■ SELECTED PASSAGE ■
———

You can also read and write to the store from your application code using the [Store API](/langsmith/custom-store). See [accessing memories from external code](/oss/javascript/deepagents/memory#accessing-memories-from-external-code) for examples.

For the full namespace factory API, see [namespace factories](/oss/javascript/deepagents/backends#namespace-factories). For memory patterns like self-improving instructions and knowledge bases, see [long-term memory](/oss/javascript/deepagents/memory).

## Execution environment

Locally, agents can read and write files on disk and run shell commands directly. In production, you need to think about isolation and persistence. The right setup depends on whether your agent needs to execute code:

* **Filesystem backends** are enough if your agent only reads and writes files. Choose a backend that matches your persistence needs: ephemeral scratch space, persistent storage, or a mix of both.
* **Sandboxes** add an isolated container with an `execute` tool for running shell commands. Use a sandbox if your agent needs to run code, install packages, or do anything beyond file I/O.

### Filesystem

Choose a backend based on what needs to persist:

* [StateBackend](https://reference.langchain.com/javascript/deepagents/backends/StateBackend) (default): ephemeral scratch space, scoped to a single conversation. Checkpointed at every step, so avoid writing large files.
* [StoreBackend](https://reference.langchain.com/javascript/deepagents/backends/StoreBackend): persistent storage that survives across conversations. Scope with a [namespace factory](/oss/javascript/deepagents/backends#namespace-factories).
* [CompositeBackend](https://reference.langchain.com/javascript/deepagents/backends/CompositeBackend): mix both. Ephemeral scratch space by default with persistent routes for specific paths like `/memories/`.

For the full list of backends and how to build custom ones, see [backends](/oss/javascript/deepagents/backends).

<span class="callout-start" data-callout-type="warning"></span>
  `FilesystemBackend` and `LocalShellBackend` access the host directly. Don't use them in deployed agents.

———

■ SOURCE MATERIAL ■
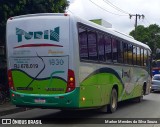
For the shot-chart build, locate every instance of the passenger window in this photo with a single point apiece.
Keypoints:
(108, 51)
(101, 48)
(83, 43)
(92, 46)
(114, 49)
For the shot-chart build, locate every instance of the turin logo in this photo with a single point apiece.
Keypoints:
(46, 34)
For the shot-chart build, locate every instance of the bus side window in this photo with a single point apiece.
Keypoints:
(138, 56)
(108, 50)
(130, 54)
(83, 46)
(101, 48)
(145, 57)
(134, 55)
(92, 45)
(114, 50)
(125, 51)
(120, 51)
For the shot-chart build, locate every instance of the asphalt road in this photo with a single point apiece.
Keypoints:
(148, 108)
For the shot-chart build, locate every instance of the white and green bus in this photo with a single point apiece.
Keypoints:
(62, 61)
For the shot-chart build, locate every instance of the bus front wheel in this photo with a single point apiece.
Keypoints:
(113, 101)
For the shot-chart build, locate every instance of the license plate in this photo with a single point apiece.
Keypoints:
(40, 101)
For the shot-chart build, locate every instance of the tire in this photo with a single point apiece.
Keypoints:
(113, 101)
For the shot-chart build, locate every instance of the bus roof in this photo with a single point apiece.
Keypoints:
(112, 32)
(89, 23)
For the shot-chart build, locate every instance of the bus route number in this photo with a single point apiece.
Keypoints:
(56, 61)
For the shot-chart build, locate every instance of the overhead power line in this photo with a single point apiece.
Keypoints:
(106, 9)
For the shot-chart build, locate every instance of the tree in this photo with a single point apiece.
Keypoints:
(11, 8)
(148, 35)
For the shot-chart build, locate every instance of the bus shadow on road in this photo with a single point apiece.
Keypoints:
(82, 116)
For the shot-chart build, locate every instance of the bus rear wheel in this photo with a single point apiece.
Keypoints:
(113, 101)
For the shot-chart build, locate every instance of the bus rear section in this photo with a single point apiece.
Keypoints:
(38, 54)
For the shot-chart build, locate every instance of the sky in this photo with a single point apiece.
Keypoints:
(117, 12)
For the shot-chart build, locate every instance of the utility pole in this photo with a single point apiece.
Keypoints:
(137, 16)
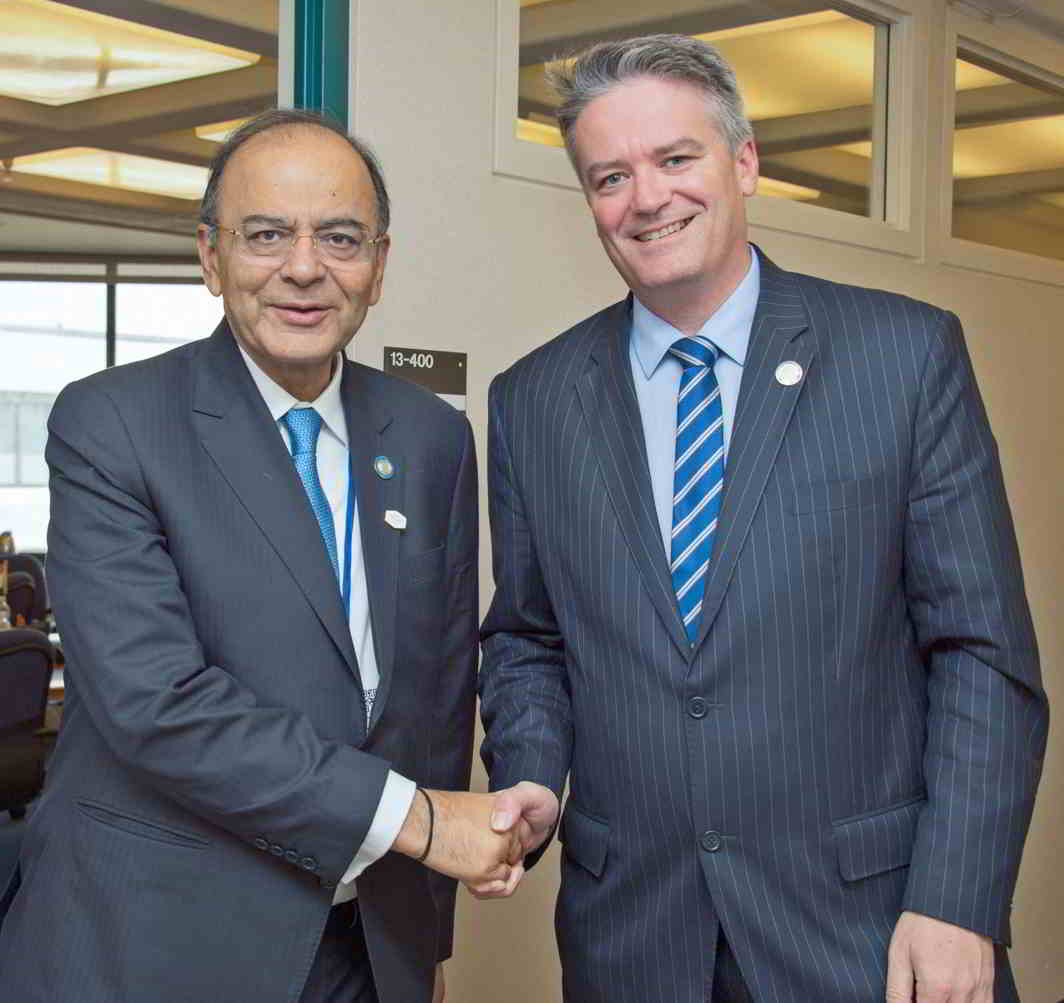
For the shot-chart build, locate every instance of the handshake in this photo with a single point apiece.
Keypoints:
(480, 839)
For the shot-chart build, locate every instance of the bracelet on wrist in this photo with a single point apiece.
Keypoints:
(432, 824)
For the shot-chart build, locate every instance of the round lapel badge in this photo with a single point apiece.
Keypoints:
(788, 373)
(384, 468)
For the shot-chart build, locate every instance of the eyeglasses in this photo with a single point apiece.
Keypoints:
(337, 246)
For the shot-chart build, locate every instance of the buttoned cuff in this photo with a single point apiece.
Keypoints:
(392, 812)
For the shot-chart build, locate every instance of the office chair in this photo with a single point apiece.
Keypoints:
(39, 615)
(26, 668)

———

■ WHAT YOU SHOULD DO ■
Reproduce, word for word, the full documentation excerpt above about stores, execution environments, and filesystem backends.

■ SOLUTION ■
You can also read and write to the store from your application code using the [Store API](/langsmith/custom-store). See [accessing memories from external code](/oss/javascript/deepagents/memory#accessing-memories-from-external-code) for examples.

For the full namespace factory API, see [namespace factories](/oss/javascript/deepagents/backends#namespace-factories). For memory patterns like self-improving instructions and knowledge bases, see [long-term memory](/oss/javascript/deepagents/memory).

## Execution environment

Locally, agents can read and write files on disk and run shell commands directly. In production, you need to think about isolation and persistence. The right setup depends on whether your agent needs to execute code:

* **Filesystem backends** are enough if your agent only reads and writes files. Choose a backend that matches your persistence needs: ephemeral scratch space, persistent storage, or a mix of both.
* **Sandboxes** add an isolated container with an `execute` tool for running shell commands. Use a sandbox if your agent needs to run code, install packages, or do anything beyond file I/O.

### Filesystem

Choose a backend based on what needs to persist:

* [StateBackend](https://reference.langchain.com/javascript/deepagents/backends/StateBackend) (default): ephemeral scratch space, scoped to a single conversation. Checkpointed at every step, so avoid writing large files.
* [StoreBackend](https://reference.langchain.com/javascript/deepagents/backends/StoreBackend): persistent storage that survives across conversations. Scope with a [namespace factory](/oss/javascript/deepagents/backends#namespace-factories).
* [CompositeBackend](https://reference.langchain.com/javascript/deepagents/backends/CompositeBackend): mix both. Ephemeral scratch space by default with persistent routes for specific paths like `/memories/`.

For the full list of backends and how to build custom ones, see [backends](/oss/javascript/deepagents/backends).

<span class="callout-start" data-callout-type="warning"></span>
  `FilesystemBackend` and `LocalShellBackend` access the host directly. Don't use them in deployed agents.